TASK DESCRIPTION >> Reproduce verbatim everything from the line containing "of the shallow" down to the last of the lines below, both ends included.

--- Start of MATERIAL FOR THIS TASK ---

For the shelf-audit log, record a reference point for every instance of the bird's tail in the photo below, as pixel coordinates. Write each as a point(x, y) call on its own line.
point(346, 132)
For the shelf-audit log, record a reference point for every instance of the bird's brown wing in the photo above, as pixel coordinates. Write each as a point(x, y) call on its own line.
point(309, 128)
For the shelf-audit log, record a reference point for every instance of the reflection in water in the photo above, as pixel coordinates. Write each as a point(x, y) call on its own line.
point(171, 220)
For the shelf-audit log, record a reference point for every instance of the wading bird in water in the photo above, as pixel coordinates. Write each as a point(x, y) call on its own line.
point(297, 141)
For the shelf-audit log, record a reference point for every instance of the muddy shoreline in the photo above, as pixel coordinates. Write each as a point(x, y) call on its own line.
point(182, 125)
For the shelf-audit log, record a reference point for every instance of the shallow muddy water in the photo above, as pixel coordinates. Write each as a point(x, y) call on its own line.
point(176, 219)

--- End of MATERIAL FOR THIS TASK ---

RESPONSE >>
For the shelf-audit log, record a reference point for every instance of the shallow muddy water in the photo above, as pixel coordinates. Write each as a point(x, y) call on its own line.
point(176, 219)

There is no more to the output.